Give again, word for word, each line below starting at the one that contains "Task: indicate one point on every instance of the red" and ending at the one that contains "Task: indicate one point on every instance of the tail".

※ ※ ※

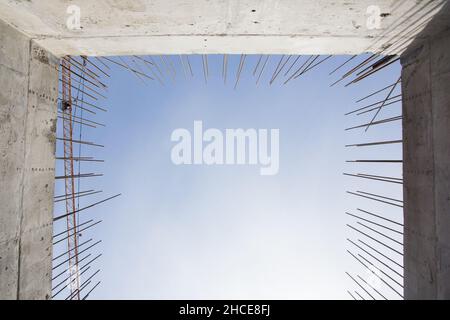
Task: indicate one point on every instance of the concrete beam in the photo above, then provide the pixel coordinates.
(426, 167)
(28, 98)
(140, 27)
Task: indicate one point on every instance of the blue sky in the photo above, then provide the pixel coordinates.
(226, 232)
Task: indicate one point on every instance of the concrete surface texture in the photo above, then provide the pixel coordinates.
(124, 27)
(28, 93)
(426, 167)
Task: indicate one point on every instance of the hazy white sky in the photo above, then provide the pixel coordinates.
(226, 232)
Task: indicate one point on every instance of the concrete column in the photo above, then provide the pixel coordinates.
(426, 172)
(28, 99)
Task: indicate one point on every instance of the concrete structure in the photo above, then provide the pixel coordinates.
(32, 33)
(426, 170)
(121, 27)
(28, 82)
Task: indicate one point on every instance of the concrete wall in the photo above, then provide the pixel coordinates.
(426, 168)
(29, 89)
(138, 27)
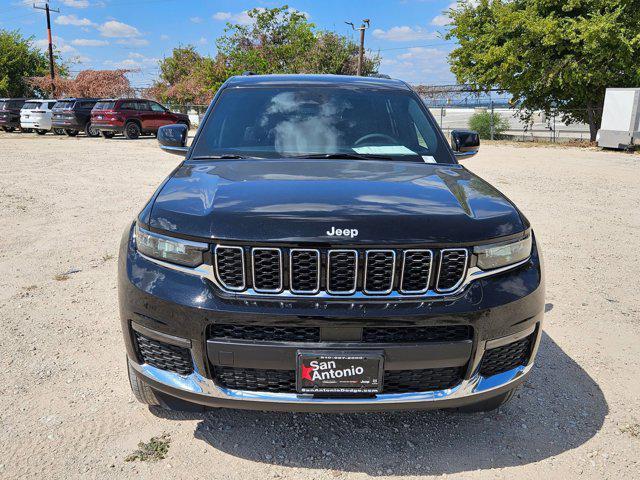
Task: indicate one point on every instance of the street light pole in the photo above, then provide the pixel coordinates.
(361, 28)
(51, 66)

※ ※ ※

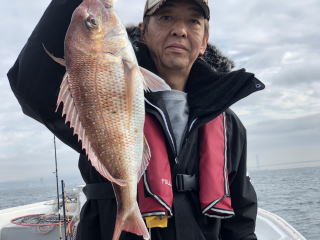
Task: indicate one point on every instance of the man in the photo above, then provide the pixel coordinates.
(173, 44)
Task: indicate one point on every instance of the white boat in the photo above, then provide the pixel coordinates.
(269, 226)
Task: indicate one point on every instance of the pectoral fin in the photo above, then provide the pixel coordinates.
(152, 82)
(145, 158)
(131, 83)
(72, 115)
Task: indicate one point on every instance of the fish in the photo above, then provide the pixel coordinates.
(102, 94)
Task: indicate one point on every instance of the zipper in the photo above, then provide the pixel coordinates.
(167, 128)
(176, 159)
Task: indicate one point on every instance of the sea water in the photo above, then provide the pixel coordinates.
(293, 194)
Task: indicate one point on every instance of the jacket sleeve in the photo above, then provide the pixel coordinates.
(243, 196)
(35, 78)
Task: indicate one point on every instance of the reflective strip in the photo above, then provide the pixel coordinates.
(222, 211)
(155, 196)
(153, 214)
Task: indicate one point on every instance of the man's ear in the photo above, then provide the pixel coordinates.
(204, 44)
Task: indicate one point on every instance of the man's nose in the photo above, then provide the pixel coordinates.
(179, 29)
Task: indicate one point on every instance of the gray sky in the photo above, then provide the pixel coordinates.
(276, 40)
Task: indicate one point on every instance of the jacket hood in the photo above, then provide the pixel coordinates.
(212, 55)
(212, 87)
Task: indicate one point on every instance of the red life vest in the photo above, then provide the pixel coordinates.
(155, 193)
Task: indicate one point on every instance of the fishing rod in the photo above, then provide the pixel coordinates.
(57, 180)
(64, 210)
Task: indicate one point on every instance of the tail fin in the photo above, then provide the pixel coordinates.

※ ※ ※

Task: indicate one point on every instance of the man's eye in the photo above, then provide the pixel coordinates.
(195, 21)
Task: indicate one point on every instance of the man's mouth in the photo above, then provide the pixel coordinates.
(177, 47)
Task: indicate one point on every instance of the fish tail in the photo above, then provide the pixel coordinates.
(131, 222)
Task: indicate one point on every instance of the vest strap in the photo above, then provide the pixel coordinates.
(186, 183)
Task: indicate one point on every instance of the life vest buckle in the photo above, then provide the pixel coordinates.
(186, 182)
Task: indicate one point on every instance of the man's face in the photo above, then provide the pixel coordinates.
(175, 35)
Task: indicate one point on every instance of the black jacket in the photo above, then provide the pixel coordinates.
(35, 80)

※ ※ ※

**Written answer:**
Task: indicate one point on every instance of the red life vest in the photo above, then provide the pixel coordinates.
(155, 193)
Task: indicate one point on every instance of the fishing rod in the photo above, then provide the pixel coordinates.
(57, 180)
(64, 210)
Task: indicate one point on every instance of the tail fin in the photo above, then provide the pixel coordinates.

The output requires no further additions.